§ **Required task 1**
Repeat word for word the part of the camera actuator passage below from "In addition, the first magnet 1143 may be disposed between" up to and including "the fourth sub-protrusion.".

§ **Text provided**
───
In addition, a region inside the first contact point P1 of the first sub-protrusion PR2a may have a different area from a region inside the second contact point P2 of the second sub-protrusion PR2b. In an embodiment, the second contact point P2 may be positioned on a line or XZ plane which bisects the 2-2 protrusion groove PH2b. In addition, the first contact point P1 may be positioned inward from a line or XZ plane which bisects the 2-1 protrusion groove PH2a. Therefore, the first contact point P1 may be positioned closer to the center point bisecting the first magnet 1143 in the second direction (Y-axis direction) than the second contact point P2. In other words, a length between the center point and the first contact point P1 may be smaller than a length between the center point and the second contact point P2. Therefore, an area of an inner region of the first contact point P1 of the first sub-protrusion PR2a may be smaller than an area of an inner region of the second contact point P2 of the second sub-protrusion PR2b. In this case, the first magnet 1143 may be positioned between the first contact point P1 and the second contact point P2 and misaligned with the first contact point P1 and the second contact point P2 in the optical axis direction (Z-axis direction). In other words, the first magnet 1143 may be positioned between the first contact point P1 and the second contact point P2 and may not overlap the first contact point P1 and the second contact point P2 in the optical axis direction (Z-axis direction).
Furthermore, the first magnet 1143 may be misaligned with the first sub-protrusion PR2a and the second sub-protrusion PR2b in the third direction (Z-axis direction) or the optical axis direction without overlapping the first sub-protrusion PR2a and the second sub-protrusion PR2b. With this configuration, the amount of the magnetic force or force generated from the first magnet 1143 applied toward the second protruding portion PR2 may be decreased. In other words, since the protruding portion of the tilting guide unit in the camera actuator may be less affected by the magnetic force caused by the magnet, friction between the protruding portion and the contact point can be decreased, thereby increasing current consumption and increasing a suppression ratio for an OIS.
In addition, the first magnet 1143 may be disposed between the first sub-protrusion PR2a and the second sub-protrusion PR2b. In addition, the first magnet 1143 may be misaligned with the first sub-protrusion PR2a and the second sub-protrusion PR2b in the optical axis direction or the third direction (Z-axis direction). Alternatively, a portion of the first magnet 143 may overlap the first sub-protrusion PR2a and the second sub-protrusion PR2b in the optical axis direction or the third direction (Z-axis direction). In addition, the first magnet 1143 may be disposed inside the first protruding portion separated in the vertical direction or the first direction (X-axis direction). In other words, the first magnet 1143 may be disposed between the third sub-protrusion and the fourth sub-protrusion.
───
§ **Required task 2**
Gather every line of the entries below that contains the string "pencil".

[A run of records]
───
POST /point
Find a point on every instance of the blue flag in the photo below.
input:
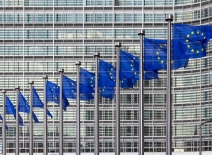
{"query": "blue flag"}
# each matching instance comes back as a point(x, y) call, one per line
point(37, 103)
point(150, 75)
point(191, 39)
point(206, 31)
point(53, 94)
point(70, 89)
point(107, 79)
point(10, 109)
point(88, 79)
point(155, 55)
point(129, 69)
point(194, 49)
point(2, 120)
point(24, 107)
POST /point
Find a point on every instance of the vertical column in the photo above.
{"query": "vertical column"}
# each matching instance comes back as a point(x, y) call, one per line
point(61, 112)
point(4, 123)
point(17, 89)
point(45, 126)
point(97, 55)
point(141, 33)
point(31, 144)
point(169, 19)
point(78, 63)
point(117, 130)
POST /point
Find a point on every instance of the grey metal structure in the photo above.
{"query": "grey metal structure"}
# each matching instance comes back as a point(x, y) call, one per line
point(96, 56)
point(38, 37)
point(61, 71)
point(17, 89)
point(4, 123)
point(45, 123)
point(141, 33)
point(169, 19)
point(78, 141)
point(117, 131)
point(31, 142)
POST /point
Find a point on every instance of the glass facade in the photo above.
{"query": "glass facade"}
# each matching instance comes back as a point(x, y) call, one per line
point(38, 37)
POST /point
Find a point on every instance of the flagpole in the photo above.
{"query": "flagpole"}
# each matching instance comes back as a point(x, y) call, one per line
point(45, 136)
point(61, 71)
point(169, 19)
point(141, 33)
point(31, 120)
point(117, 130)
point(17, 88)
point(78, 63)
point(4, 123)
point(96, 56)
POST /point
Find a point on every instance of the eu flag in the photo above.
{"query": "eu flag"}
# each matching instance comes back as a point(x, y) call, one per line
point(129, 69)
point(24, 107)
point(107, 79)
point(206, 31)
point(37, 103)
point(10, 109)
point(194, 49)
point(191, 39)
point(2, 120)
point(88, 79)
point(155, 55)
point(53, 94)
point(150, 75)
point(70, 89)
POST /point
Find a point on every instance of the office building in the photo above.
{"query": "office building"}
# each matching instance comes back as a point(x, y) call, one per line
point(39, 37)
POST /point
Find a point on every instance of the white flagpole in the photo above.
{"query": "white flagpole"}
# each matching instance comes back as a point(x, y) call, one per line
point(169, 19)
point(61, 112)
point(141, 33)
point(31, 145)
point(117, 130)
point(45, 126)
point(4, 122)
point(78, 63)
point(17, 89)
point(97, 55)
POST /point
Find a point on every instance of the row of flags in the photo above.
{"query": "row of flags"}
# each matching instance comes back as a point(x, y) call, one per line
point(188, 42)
───
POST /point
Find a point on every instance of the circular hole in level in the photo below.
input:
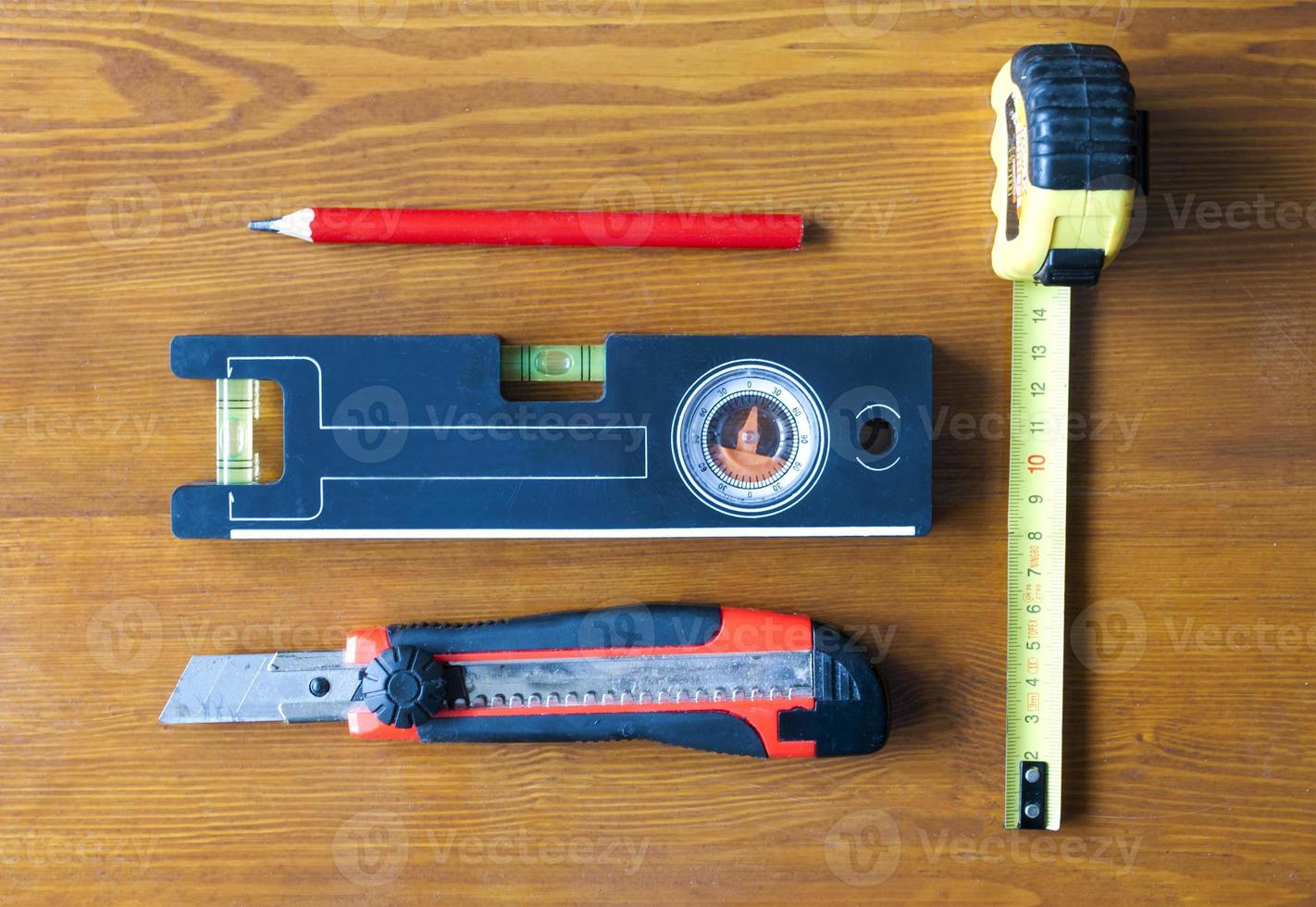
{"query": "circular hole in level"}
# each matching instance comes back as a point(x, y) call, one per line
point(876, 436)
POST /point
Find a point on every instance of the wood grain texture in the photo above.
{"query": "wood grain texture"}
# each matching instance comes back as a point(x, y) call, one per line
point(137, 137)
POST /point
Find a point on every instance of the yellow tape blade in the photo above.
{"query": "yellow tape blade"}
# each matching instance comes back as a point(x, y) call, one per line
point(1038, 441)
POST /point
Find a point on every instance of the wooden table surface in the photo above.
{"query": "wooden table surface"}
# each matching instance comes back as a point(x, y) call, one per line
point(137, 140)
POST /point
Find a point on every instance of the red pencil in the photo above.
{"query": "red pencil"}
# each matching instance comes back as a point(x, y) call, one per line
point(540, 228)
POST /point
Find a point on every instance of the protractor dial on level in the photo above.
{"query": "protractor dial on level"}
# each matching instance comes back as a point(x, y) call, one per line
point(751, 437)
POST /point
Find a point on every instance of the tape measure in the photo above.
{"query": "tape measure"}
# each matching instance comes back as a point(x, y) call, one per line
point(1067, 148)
───
§ **Task answer 1**
In addition, the first magnet 1143 may be disposed between the first sub-protrusion PR2a and the second sub-protrusion PR2b. In addition, the first magnet 1143 may be misaligned with the first sub-protrusion PR2a and the second sub-protrusion PR2b in the optical axis direction or the third direction (Z-axis direction). Alternatively, a portion of the first magnet 143 may overlap the first sub-protrusion PR2a and the second sub-protrusion PR2b in the optical axis direction or the third direction (Z-axis direction). In addition, the first magnet 1143 may be disposed inside the first protruding portion separated in the vertical direction or the first direction (X-axis direction). In other words, the first magnet 1143 may be disposed between the third sub-protrusion and the fourth sub-protrusion.

§ **Task answer 2**
Find a point on every instance of the red pencil in the photo above.
{"query": "red pencil"}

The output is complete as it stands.